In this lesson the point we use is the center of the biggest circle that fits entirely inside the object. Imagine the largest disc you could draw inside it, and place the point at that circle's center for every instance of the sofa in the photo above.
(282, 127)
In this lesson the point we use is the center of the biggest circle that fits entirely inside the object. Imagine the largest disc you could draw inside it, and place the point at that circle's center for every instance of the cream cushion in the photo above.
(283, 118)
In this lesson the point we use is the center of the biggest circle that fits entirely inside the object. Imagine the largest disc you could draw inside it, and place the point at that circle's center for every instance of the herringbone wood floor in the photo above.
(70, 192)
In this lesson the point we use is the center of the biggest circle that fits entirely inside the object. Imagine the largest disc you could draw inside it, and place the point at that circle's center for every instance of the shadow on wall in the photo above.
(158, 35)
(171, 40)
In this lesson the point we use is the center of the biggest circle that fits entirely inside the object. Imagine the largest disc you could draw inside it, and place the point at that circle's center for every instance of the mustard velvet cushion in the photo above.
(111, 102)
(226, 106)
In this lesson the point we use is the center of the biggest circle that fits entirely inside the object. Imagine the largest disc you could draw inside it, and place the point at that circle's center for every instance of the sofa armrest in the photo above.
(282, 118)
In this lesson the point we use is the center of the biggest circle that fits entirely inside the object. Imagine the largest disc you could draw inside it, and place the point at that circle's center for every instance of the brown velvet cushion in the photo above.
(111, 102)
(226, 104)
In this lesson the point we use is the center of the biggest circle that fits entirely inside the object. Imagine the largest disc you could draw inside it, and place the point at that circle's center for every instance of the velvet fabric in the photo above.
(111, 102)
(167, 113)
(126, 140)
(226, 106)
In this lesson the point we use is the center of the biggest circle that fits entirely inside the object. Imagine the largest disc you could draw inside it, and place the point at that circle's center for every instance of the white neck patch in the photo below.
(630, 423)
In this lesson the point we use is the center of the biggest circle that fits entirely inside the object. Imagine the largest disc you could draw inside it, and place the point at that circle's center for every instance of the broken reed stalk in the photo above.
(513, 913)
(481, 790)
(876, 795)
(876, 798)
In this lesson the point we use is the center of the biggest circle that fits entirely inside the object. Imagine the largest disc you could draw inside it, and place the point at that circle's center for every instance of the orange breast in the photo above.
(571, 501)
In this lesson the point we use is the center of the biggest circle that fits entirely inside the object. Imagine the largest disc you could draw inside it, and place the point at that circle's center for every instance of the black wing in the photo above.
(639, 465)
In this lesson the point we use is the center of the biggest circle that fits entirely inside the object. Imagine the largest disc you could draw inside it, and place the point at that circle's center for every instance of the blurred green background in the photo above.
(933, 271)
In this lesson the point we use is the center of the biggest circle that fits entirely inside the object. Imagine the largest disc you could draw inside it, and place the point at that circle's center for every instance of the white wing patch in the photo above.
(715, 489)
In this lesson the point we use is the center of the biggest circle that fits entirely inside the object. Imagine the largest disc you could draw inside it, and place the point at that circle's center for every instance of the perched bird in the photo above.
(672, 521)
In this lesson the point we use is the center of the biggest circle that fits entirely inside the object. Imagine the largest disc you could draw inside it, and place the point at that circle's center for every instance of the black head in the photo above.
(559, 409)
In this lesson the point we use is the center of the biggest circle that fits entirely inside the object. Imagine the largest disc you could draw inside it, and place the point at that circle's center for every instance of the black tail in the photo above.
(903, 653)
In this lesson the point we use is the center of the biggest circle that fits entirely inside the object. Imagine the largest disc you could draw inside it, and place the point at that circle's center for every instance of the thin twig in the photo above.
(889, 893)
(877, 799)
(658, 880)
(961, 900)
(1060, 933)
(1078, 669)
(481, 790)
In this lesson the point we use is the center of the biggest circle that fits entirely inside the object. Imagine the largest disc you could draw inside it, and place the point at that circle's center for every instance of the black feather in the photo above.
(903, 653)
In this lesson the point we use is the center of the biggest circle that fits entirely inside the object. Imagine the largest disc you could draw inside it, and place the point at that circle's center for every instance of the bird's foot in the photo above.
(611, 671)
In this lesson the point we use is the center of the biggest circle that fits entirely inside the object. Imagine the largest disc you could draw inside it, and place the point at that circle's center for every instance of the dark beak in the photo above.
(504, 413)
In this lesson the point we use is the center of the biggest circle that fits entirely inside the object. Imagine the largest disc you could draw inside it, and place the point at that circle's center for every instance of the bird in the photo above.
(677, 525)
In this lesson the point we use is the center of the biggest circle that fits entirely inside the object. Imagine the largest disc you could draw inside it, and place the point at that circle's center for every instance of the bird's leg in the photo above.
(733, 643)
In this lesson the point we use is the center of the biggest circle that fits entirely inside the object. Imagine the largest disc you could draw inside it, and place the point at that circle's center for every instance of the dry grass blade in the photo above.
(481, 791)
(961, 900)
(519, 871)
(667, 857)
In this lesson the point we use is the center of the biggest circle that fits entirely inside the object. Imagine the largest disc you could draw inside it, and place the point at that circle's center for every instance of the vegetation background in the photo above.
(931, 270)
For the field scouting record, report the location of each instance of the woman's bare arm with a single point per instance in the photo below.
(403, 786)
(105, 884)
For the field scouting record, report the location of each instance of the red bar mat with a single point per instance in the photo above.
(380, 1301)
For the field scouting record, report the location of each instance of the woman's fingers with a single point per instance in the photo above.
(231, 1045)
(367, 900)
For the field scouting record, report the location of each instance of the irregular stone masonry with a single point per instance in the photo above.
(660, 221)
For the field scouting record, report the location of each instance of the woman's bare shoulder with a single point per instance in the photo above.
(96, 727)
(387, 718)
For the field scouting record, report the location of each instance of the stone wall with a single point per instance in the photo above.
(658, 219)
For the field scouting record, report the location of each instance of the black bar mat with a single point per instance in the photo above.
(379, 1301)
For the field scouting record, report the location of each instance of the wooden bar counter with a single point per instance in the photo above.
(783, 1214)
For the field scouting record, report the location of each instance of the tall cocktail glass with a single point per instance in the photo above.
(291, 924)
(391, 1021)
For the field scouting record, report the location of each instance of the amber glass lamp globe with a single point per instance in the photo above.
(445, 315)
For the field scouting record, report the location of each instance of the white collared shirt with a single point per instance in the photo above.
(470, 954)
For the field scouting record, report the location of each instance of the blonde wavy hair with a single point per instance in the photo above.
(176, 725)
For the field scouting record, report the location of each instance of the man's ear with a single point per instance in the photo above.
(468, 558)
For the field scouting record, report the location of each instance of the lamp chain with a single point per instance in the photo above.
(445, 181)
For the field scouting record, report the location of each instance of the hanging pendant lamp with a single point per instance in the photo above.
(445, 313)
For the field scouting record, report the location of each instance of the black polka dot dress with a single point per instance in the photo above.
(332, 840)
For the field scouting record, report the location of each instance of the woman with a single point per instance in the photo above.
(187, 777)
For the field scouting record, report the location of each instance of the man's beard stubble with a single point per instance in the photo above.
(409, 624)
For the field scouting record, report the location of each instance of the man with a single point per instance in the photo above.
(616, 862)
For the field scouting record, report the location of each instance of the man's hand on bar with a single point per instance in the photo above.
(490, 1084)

-------------------------

Given problem: Copy the listing above line for line, with no changes.

Answer to the problem:
In this lesson the point we use is the center of the biggest circle that fits entirely inside the object. Imagine the largest disc you could draw inside it, and place the point at that circle's center for every instance of the sofa in the photo above.
(282, 127)
In this lesson the point we use is the center of the biggest circle that fits entirely inside the object. Imagine the largest disc you could draw inside it, and place the point at that circle's center for every instance of the cream cushion in the photo above.
(283, 118)
In this lesson the point we use is the center of the biggest circle that fits entirely inside the object. Imagine the largest disc you could draw inside it, and place the point at that circle's center for every instance of the herringbone wood floor in the photo above.
(70, 192)
In this lesson the point we use is the center of the biggest circle that fits entirely inside the object. Imagine the largest disc you could draw inside it, and place the point at that circle's center for every instance of the shadow on wall in the photo above.
(158, 35)
(171, 40)
In this lesson the point we use is the center of the biggest circle that fits entirely inside the object. Imagine the largest disc you could draw inside it, and place the point at that circle's center for every instance of the mustard velvet cushion in the photo above.
(111, 102)
(226, 106)
In this lesson the point we use is the center of the biggest circle that fits entirely inside the object. Imagine the largest disc you could draw inside it, and place the point at that circle's center for every instance of the sofa armrest in the photo above.
(282, 118)
In this lesson the point we use is the center of the biggest circle that fits entirely inside the object. Imagine the largest disc you could draw inside it, and place the point at that circle's center for every instance of the brown velvet cushion in the photo above.
(111, 102)
(226, 104)
In this lesson the point we use is the center of the biggest circle that fits entirely inside the object. Imagine the largest disc you could draw inside it, and place the point at that circle's center for every instance of the velvet fabric in the photo above.
(111, 102)
(167, 113)
(126, 140)
(226, 106)
In this lesson the point we use is the center of the biggest circle that fits entirely inside the object. Imagine the largest disc you could draw inside it, and place the point at that circle's center for every instance of the white neck patch in the photo below.
(630, 423)
In this lesson the point we use is the center of the biggest circle that fits entirely inside the object. Imagine the largest disc you could draw inside it, and place the point at that circle's center for every instance of the broken reed stalk in the photo above.
(513, 913)
(481, 790)
(876, 795)
(876, 798)
In this lesson the point we use is the center of the biggest circle that fits entirely inside the object. Imagine the largest disc you could draw inside it, and place the point at that circle's center for every instance of the orange breast in the photo above.
(571, 501)
In this lesson the point we use is the center of the biggest circle that fits entirely inside the object. Imagine the largest disc you could draw inside it, and place the point at that circle's center for every instance of the black wing in the photo above.
(639, 465)
In this lesson the point we use is the center of the biggest circle that fits entirely inside the object. Imagine the largest disc you could draw inside it, and place the point at that circle's center for every instance of the blurred green background in the photo above.
(933, 271)
In this lesson the point we use is the center of the biggest circle that fits entirely inside the object. Imagine the largest disc you could draw inside it, and place the point at that circle's center for every instance of the white wing patch in the photo above.
(715, 489)
In this lesson the point we use is the center of the biggest circle that fits entirely inside the object. Imagine the largest disc you could draw inside it, and place the point at that circle's center for every instance of the perched bird in the photo above.
(672, 521)
In this lesson the point we use is the center of the biggest circle that fits entirely inside the object. Imagine the largest disc you could draw inside it, and place the point at that circle's center for every instance of the black head in the photo above.
(559, 409)
In this lesson the point we use is the center of the biggest circle that fits entirely inside the object. Imagine the largest disc you could draw inside it, and place the point at that circle's center for every instance of the black tail in the photo above.
(903, 653)
In this lesson the point we use is the center of the biggest circle that fits entirely inside the object. Imagine the largest disc you could draw inside it, and place the point at that circle's center for every instance of the thin twig in the photo above.
(889, 893)
(877, 799)
(658, 880)
(961, 900)
(1060, 933)
(1078, 669)
(481, 790)
In this lesson the point we use is the center of the biggest circle that fits entirely inside the object. Imagine the largest disc you could draw inside it, and place the point at that circle's center for every instance of the black feather in the photo above.
(903, 653)
In this lesson the point we use is the center of the biggest circle that fits entirely inside the object. Imagine the largest disc you could draw inside it, and place the point at that circle's center for every instance of the bird's foot in the photo above.
(611, 671)
In this lesson the point we use is the center of the biggest circle that fits entirely inside the object. Imagine the largest disc you could draw inside it, and place the point at that circle's center for every instance of the dark beak in the photo above.
(504, 413)
In this lesson the point we use is the center of the biggest circle that fits entirely inside the object. Imagine the largest disc you could draw inside it, and place the point at that circle's center for every instance of the bird in the photo above.
(677, 525)
In this lesson the point we use is the center of the biggest circle that fits entirely inside the object. Imagine the largest disc you could draw inside it, and place the point at that circle's center for every instance of the bird's leg in the photo above.
(733, 643)
In this lesson the point we use is the center of the biggest circle that fits entirely inside the object. Imagine the largest disc you could draw inside it, and place the point at that circle's center for every instance of the dry grass blade in the photo above.
(481, 791)
(961, 900)
(519, 871)
(667, 857)
In this lesson the point we use is the center of the biggest circle that fits entirely inside the object. Imagine the largest disc you could draw inside it, and place the point at that circle's center for every instance of the vegetation background in the photo above.
(931, 270)
For the field scouting record, report the location of each instance of the woman's bare arm with a single point per instance in the photo below.
(403, 786)
(105, 884)
For the field scouting record, report the location of each instance of the red bar mat with a single point per instance in the photo above.
(380, 1301)
For the field scouting record, report the location of each instance of the woman's fingers with a single point per instance in the photo above.
(231, 1045)
(367, 900)
For the field scouting record, report the location of each instance of the irregular stone masonry with a single point per instance in the photo above.
(660, 221)
For the field scouting record, report the location of each instance of the woman's bare shoulder with a single point per instance in the photo above.
(96, 727)
(387, 718)
For the field scouting record, report the location of each instance of the stone wall with a single point per instance in the photo above.
(658, 219)
For the field scouting record, report the location of each instance of the black bar mat with a single point per instance in the photo above.
(379, 1301)
For the field scouting record, report the location of each instance of the wooden bar counter with a single point per instance in the photo above.
(783, 1214)
For the field scouting record, report the location of each instance of the tall cocktail glass with a single point per instance in the photo above.
(291, 924)
(391, 1021)
For the field scouting record, report the location of each instance of the amber glass lamp globe with a single point per instance in the photo above.
(445, 315)
For the field scouting record, report the location of each instance of the white collared shirt with a single point per instance in the photo above.
(470, 954)
For the field scouting record, report the location of each instance of the blonde wavy hair with a single point per instance in the photo above.
(176, 725)
For the field scouting record, report the location of each instance of the man's ear with a single point per instance in the photo above.
(468, 558)
For the field scouting record, report the location of each instance of the lamp chain with a single point per instance in the photo above.
(445, 181)
For the field scouting record, report the location of each instance of the hanging pendant lamp with a single point per instance in the photo above.
(445, 313)
For the field scouting record, report the location of each instance of the black polka dot dress with a single point per instance in the photo above.
(332, 840)
For the field scouting record, report the location of each instance of the woman with a single point per instance in the photo above.
(187, 777)
For the field scouting record, report the location of each instance of the man's beard stubble with a single point per instance in the photo above.
(409, 624)
For the field scouting record, report the location of each instance of the man with a single point per instance in the photo above.
(616, 862)
For the field scouting record, report the location of each instance of the man's hand on bar with a single point per instance in the photo above.
(490, 1084)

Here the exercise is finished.